→ **Exercise**
The records below are to be set down again exactly, with the pictures left out.

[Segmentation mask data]
· · · · ·

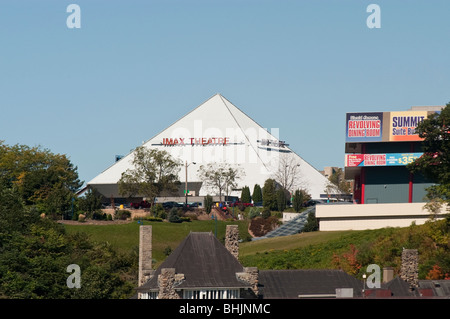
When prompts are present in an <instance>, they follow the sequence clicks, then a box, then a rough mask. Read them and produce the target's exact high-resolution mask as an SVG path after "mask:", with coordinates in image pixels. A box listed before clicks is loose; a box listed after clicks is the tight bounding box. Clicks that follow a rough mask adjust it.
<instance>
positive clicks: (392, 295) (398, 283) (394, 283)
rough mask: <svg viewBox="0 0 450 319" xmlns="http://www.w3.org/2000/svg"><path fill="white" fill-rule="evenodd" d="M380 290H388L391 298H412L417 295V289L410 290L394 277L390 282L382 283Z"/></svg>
mask: <svg viewBox="0 0 450 319" xmlns="http://www.w3.org/2000/svg"><path fill="white" fill-rule="evenodd" d="M381 288H384V289H389V290H390V291H391V296H392V297H413V296H418V295H419V292H418V291H417V289H413V290H411V289H410V288H409V284H408V283H407V282H406V281H404V280H403V279H401V278H400V277H395V278H394V279H392V280H391V281H389V282H387V283H383V284H382V285H381Z"/></svg>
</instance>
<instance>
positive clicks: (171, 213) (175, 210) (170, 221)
mask: <svg viewBox="0 0 450 319" xmlns="http://www.w3.org/2000/svg"><path fill="white" fill-rule="evenodd" d="M168 220H169V222H170V223H181V222H182V220H181V218H180V216H179V215H178V209H176V208H175V207H174V208H172V209H171V210H170V212H169V217H168Z"/></svg>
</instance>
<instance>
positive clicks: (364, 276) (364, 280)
mask: <svg viewBox="0 0 450 319" xmlns="http://www.w3.org/2000/svg"><path fill="white" fill-rule="evenodd" d="M366 277H367V276H366V274H363V298H364V297H365V294H364V292H365V290H366Z"/></svg>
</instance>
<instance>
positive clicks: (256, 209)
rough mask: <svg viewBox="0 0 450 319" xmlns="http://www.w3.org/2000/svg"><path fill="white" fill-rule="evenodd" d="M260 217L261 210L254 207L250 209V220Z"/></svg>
mask: <svg viewBox="0 0 450 319" xmlns="http://www.w3.org/2000/svg"><path fill="white" fill-rule="evenodd" d="M259 216H260V212H259V209H258V208H256V207H252V208H250V212H249V213H248V218H250V219H253V218H255V217H259Z"/></svg>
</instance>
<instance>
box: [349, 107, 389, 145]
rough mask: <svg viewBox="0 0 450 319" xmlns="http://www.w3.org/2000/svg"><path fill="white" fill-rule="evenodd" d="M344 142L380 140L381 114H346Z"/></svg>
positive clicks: (382, 126) (376, 113)
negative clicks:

· · · · ·

→ **Response below**
When prompts are present in an <instance>, they follow the sequence clicks, then a box, then a rough mask. Read them and produce the target's exact high-resolution mask as an SVG path after "mask:", with coordinates in image pixels. A box listed before clicks is loose; a box listed after clicks is the tight bounding box. Clicks that follow a rough mask adjust it.
<instance>
positive clicks: (392, 295) (398, 283) (394, 283)
rough mask: <svg viewBox="0 0 450 319" xmlns="http://www.w3.org/2000/svg"><path fill="white" fill-rule="evenodd" d="M380 290H388L391 298H412L417 295V289L410 290L394 277L390 282L382 283Z"/></svg>
mask: <svg viewBox="0 0 450 319" xmlns="http://www.w3.org/2000/svg"><path fill="white" fill-rule="evenodd" d="M381 288H384V289H389V290H390V291H391V296H392V297H413V296H418V295H419V292H418V291H417V289H413V290H411V289H410V288H409V284H408V283H407V282H406V281H404V280H403V279H401V278H400V277H395V278H394V279H392V280H391V281H389V282H387V283H383V284H382V285H381Z"/></svg>
</instance>
<instance>
positive clicks: (171, 213) (175, 210) (170, 221)
mask: <svg viewBox="0 0 450 319" xmlns="http://www.w3.org/2000/svg"><path fill="white" fill-rule="evenodd" d="M168 220H169V222H170V223H181V222H182V220H181V218H180V216H179V215H178V209H176V208H175V207H174V208H172V209H171V210H170V212H169V217H168Z"/></svg>
</instance>
<instance>
positive clicks: (364, 276) (364, 280)
mask: <svg viewBox="0 0 450 319" xmlns="http://www.w3.org/2000/svg"><path fill="white" fill-rule="evenodd" d="M366 277H367V276H366V274H363V298H364V297H365V294H364V292H365V290H366Z"/></svg>
</instance>
<instance>
positive clicks: (256, 209)
rough mask: <svg viewBox="0 0 450 319" xmlns="http://www.w3.org/2000/svg"><path fill="white" fill-rule="evenodd" d="M260 217L261 210L254 207L250 209V220Z"/></svg>
mask: <svg viewBox="0 0 450 319" xmlns="http://www.w3.org/2000/svg"><path fill="white" fill-rule="evenodd" d="M259 216H260V212H259V209H258V208H256V207H252V208H250V212H249V213H248V218H250V219H253V218H255V217H259Z"/></svg>
</instance>
<instance>
box: [349, 107, 389, 145]
rough mask: <svg viewBox="0 0 450 319" xmlns="http://www.w3.org/2000/svg"><path fill="white" fill-rule="evenodd" d="M344 142L380 140L381 114H346Z"/></svg>
positive clicks: (382, 126) (376, 113)
negative clicks:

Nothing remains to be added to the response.